» **PROBLEM TO SOLVE**: Can you rewrite the NLP study notes between "Allows past information" and "is word embedding?", inclusive, using "cutoff" in place of "threshold"?

» **SOURCE DOCUMENT**:
____

For the mT5 summariser, it includes neural networks, which utilizes matrix multiplication (MM). MM can be processing in parallel using block MM. Cuda takes care of this allocation of memory and hyperparameters concerning this.

What is an LSTM?

Long short term memory.
Allows past information to skip a lot of processing, so memory can be retained for longer sequences.
Solves some of the problems with RNNs but are slow and complex since they work serially and therefore not good for GPUs.

(Transfer learning not very good for LSTM. You need a new labeled data set specific to your task everytime.)

What is the encoder-decoder attention layer?

Attends to specific parts of the input in relation to the output.

What is the Text Rank method?

Using each sentence as a node and then and edge between two nodes if they have a similarity above a certain threshold. The more edges between nodes the more important is the node.

What is word embedding?

Word embedding algorithms turn words into vector spaces that capture a lot of the meaning/semantic information of the words (e.g. king - man + woman = queen).
E.g. GloVe or continuous neural net like this one (in our project).

What is attention?

Attention allows the model to focus on the relevant parts of the input sequence as needed.

Introduced since the context vector (the last hidden state of the RNN encoder passed to the decoder) was problematic for longer sentences.

____

» **DATA SECTION**:
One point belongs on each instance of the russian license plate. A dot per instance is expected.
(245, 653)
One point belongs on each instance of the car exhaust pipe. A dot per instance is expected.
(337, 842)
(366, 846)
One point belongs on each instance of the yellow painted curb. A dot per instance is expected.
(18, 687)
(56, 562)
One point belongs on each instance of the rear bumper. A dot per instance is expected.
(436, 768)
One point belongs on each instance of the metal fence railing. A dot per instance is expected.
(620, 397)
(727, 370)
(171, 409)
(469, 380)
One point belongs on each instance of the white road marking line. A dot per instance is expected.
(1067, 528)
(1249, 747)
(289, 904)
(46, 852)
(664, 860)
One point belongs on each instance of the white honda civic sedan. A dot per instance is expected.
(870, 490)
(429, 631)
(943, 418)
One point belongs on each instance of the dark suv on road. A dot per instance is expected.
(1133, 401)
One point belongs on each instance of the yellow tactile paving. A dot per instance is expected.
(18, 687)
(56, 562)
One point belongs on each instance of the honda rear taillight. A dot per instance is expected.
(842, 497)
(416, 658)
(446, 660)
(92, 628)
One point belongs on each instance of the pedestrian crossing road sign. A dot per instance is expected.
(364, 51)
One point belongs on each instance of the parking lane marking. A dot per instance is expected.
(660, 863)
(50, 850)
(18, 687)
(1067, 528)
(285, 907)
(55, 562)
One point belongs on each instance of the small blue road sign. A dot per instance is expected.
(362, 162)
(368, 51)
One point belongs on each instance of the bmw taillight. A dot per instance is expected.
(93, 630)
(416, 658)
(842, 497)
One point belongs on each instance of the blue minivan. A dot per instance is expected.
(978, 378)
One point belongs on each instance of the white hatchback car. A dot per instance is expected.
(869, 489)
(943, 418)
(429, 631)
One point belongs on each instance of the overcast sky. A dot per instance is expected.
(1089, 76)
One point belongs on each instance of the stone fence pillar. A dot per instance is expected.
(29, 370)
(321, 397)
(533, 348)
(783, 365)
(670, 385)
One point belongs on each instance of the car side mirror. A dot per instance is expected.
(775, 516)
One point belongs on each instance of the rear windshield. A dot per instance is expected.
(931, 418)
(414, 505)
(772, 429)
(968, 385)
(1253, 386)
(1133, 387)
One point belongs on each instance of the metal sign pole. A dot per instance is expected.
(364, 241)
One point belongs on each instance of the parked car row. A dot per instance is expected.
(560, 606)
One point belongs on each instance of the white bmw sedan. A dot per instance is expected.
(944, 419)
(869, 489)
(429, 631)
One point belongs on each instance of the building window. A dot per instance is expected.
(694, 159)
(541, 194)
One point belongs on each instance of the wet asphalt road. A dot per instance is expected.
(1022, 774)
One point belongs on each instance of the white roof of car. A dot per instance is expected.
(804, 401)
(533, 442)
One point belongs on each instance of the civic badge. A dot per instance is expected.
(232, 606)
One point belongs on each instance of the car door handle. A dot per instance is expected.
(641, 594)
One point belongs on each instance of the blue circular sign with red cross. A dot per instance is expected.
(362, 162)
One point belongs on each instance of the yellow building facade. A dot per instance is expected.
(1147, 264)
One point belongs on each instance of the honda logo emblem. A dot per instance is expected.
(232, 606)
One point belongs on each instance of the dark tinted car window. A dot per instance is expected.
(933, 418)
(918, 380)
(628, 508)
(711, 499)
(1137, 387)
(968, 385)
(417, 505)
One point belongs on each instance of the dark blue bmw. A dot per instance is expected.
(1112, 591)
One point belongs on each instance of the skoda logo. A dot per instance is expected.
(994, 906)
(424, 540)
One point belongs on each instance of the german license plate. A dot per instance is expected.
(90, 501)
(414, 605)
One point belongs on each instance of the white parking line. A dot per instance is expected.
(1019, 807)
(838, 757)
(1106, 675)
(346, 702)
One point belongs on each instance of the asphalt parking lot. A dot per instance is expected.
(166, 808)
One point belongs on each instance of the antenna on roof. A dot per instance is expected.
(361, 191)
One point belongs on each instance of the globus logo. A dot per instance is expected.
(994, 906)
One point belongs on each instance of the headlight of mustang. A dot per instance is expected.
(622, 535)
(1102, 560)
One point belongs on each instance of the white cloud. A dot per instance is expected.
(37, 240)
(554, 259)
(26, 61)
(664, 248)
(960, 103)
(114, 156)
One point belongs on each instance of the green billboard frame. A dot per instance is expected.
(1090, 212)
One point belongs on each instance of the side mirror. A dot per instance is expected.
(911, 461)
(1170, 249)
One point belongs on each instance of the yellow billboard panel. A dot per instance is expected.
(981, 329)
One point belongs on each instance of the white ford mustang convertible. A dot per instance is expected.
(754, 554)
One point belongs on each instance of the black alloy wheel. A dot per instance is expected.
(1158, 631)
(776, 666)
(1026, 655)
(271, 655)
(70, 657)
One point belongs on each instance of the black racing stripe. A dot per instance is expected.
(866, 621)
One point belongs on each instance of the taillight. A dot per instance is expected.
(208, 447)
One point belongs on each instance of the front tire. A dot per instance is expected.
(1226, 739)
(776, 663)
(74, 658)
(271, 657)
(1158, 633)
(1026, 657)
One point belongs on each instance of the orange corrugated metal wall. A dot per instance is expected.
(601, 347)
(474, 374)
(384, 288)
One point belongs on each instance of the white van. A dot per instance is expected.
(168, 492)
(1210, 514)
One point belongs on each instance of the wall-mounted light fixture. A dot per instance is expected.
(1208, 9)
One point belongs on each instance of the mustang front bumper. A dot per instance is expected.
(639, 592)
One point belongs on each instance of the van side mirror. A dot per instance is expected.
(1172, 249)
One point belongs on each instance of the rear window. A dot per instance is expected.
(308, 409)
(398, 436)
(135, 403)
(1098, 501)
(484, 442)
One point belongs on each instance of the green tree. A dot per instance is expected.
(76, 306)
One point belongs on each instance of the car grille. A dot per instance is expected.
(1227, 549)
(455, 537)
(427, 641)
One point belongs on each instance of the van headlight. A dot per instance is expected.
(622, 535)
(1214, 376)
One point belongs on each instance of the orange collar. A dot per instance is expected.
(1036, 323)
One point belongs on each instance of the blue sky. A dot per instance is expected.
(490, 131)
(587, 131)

____

» **RESPONSE TO THE TASK**:
Allows past information to skip a lot of processing, so memory can be retained for longer sequences.
Solves some of the problems with RNNs but are slow and complex since they work serially and therefore not good for GPUs.

(Transfer learning not very good for LSTM. You need a new labeled data set specific to your task everytime.)

What is the encoder-decoder attention layer?

Attends to specific parts of the input in relation to the output.

What is the Text Rank method?

Using each sentence as a node and then and edge between two nodes if they have a similarity above a certain cutoff. The more edges between nodes the more important is the node.

What is word embedding?